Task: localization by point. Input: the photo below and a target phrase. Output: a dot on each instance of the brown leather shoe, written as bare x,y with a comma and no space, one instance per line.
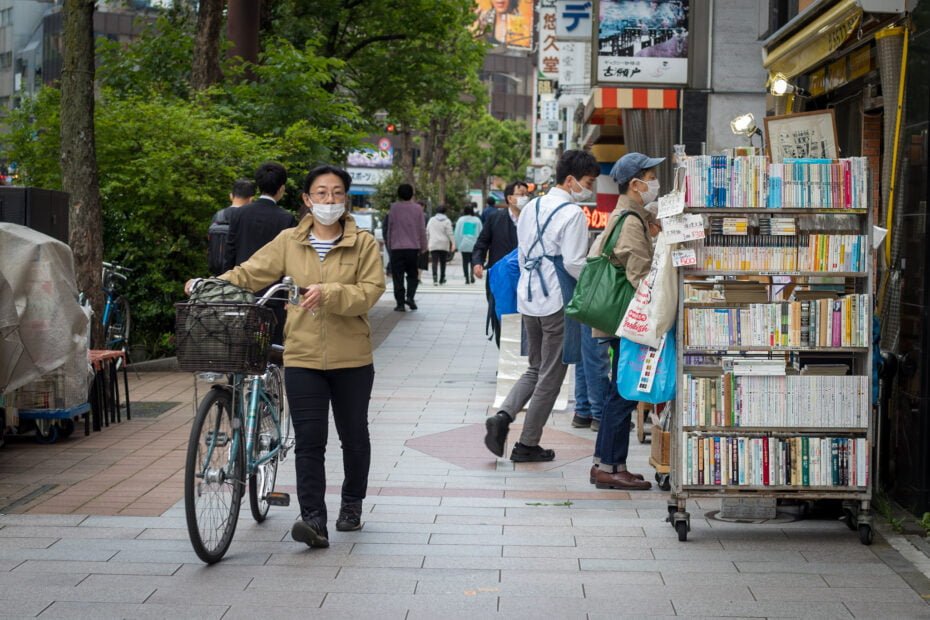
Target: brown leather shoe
620,480
593,475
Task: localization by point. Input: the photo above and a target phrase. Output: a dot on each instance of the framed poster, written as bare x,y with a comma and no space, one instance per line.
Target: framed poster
801,135
642,42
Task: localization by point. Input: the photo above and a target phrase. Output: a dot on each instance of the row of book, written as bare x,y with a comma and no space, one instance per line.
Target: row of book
807,401
807,461
814,252
750,182
818,323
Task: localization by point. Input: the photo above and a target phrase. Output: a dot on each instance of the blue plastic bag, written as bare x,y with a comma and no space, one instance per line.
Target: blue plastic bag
630,371
503,278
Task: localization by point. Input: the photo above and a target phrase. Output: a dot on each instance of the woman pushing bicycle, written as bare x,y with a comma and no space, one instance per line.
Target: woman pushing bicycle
327,338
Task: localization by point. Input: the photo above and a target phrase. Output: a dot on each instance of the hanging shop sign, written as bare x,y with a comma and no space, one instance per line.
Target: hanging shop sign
642,42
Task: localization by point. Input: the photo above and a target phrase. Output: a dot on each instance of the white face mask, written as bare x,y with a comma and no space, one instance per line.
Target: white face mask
652,191
327,214
583,194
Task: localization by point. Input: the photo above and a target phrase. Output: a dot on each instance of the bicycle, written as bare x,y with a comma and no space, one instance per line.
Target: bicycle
242,430
116,315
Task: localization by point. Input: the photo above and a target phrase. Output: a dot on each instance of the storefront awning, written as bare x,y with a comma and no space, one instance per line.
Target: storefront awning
813,42
605,103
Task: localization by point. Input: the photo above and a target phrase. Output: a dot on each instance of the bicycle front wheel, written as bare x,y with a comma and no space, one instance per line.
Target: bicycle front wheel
263,477
213,477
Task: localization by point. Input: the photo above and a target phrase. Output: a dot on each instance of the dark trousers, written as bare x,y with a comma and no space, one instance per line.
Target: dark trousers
439,258
404,263
309,394
466,268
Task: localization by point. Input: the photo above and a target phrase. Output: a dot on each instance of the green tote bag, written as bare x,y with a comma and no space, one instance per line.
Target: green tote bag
603,292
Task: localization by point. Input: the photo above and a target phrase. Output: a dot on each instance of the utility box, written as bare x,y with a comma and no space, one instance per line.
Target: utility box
44,210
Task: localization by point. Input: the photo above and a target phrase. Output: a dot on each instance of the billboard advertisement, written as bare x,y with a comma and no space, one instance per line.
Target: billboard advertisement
643,42
506,22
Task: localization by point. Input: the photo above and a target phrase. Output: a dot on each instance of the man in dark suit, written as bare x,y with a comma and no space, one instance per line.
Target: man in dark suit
498,238
257,223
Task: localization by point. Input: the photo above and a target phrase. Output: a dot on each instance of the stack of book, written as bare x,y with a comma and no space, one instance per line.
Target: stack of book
807,401
710,460
821,323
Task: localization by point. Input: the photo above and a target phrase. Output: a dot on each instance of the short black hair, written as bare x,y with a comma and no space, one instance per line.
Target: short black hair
624,187
405,191
269,177
322,169
576,163
243,188
511,188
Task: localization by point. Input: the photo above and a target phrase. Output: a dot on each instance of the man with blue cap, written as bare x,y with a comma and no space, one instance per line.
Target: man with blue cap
635,175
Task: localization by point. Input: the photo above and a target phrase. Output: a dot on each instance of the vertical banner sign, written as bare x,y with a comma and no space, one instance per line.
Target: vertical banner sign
642,42
509,24
548,45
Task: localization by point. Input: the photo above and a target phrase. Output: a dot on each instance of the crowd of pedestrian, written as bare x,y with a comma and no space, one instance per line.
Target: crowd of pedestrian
328,350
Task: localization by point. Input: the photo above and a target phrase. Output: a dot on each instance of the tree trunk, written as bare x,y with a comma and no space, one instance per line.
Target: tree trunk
78,156
206,67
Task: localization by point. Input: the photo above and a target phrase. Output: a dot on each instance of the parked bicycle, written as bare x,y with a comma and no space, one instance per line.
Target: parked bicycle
242,429
116,315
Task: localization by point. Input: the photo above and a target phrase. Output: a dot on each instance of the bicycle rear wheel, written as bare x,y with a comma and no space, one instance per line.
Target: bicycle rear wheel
213,477
262,478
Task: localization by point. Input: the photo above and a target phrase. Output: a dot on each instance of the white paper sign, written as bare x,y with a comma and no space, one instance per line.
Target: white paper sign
684,257
684,227
671,204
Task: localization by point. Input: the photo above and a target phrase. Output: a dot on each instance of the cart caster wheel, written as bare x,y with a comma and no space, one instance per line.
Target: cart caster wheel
865,534
65,428
46,432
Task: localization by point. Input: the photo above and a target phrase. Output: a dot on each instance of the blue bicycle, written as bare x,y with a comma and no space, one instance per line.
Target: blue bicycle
242,428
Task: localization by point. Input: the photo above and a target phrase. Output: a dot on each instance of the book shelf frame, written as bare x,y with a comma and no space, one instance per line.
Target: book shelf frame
856,499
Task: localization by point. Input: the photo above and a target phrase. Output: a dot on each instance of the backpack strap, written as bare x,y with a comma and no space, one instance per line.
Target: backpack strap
533,264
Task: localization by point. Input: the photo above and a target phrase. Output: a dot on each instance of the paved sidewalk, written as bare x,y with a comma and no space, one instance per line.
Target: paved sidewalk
450,531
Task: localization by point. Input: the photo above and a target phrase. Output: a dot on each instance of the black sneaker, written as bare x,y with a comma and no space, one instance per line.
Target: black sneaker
496,437
579,422
311,531
350,517
530,454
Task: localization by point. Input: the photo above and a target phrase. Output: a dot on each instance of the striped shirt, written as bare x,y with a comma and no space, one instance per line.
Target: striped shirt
323,246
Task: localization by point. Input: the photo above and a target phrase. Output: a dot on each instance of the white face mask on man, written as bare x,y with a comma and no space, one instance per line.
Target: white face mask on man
327,214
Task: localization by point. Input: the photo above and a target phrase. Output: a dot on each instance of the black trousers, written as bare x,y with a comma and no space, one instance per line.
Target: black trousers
466,267
309,394
439,258
404,263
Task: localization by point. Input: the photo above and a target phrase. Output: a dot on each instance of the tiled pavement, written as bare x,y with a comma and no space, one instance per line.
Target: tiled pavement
451,532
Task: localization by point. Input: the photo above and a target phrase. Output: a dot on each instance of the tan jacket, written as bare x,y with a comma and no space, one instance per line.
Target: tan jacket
352,279
633,249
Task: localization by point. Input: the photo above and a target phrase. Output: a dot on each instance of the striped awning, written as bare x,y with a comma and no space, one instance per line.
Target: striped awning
605,103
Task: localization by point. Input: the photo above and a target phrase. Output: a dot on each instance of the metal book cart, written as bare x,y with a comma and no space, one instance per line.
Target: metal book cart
697,359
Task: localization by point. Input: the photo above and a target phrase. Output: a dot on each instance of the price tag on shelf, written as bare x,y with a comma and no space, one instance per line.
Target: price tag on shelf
683,227
671,204
684,257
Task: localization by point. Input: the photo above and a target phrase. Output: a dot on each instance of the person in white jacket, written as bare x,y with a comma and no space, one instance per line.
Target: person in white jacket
439,238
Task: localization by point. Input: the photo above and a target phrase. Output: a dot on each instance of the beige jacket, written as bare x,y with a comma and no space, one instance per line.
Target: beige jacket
352,279
633,249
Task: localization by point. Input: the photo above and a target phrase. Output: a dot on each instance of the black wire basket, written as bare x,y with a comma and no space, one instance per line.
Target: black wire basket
223,337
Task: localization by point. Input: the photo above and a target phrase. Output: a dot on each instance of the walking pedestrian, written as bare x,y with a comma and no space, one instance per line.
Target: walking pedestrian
497,239
257,223
441,242
467,229
552,238
341,269
635,174
406,237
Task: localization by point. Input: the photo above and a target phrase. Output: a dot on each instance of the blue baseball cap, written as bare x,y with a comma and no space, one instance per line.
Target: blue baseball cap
631,164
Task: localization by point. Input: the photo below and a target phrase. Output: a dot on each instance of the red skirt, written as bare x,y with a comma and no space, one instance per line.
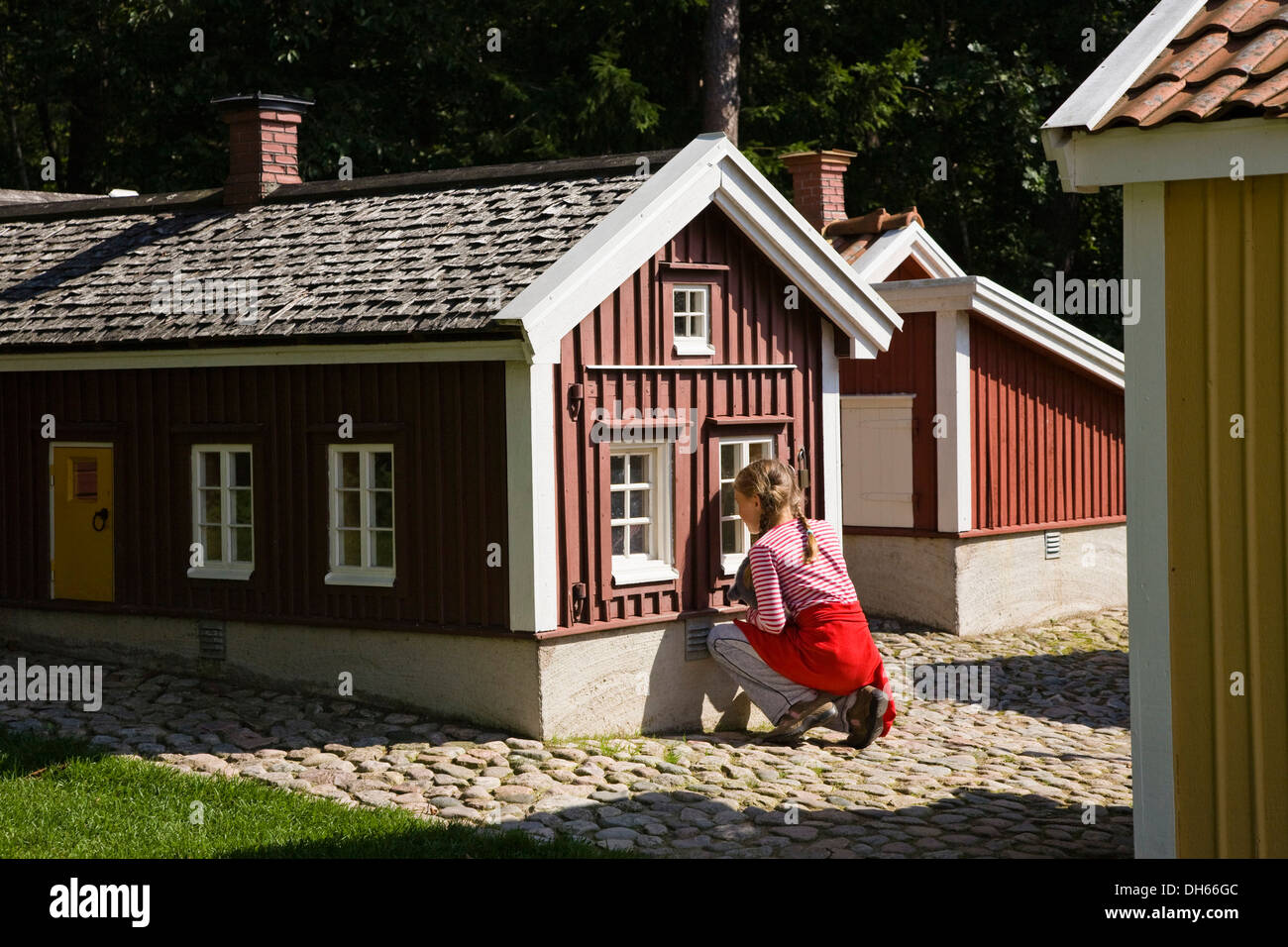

______

Please identify every line in the items above that contains the string "sign" and copy each such line in full. Case counts.

**Response for this exercise**
Task: localization by point. Input: the photo above and a target phrase. Output: a dot on each instance of the hanging shop sign, written as bare x,y with a comma and no space, one instance per line.
Target: hanging shop sign
Task: localization by point. Input: the photo above and a target phrase. Output: a dot on each instance of the vertical banner sign, written as bare x,y with a comma and no space, one instance per line.
Target: vertical banner sign
Task: localization by point. Input: the photo above and a target phrase. Output: a dot on each instance of the white paper sign, written as bare x,y with a comma and no space, one instance per line.
Target: white paper sign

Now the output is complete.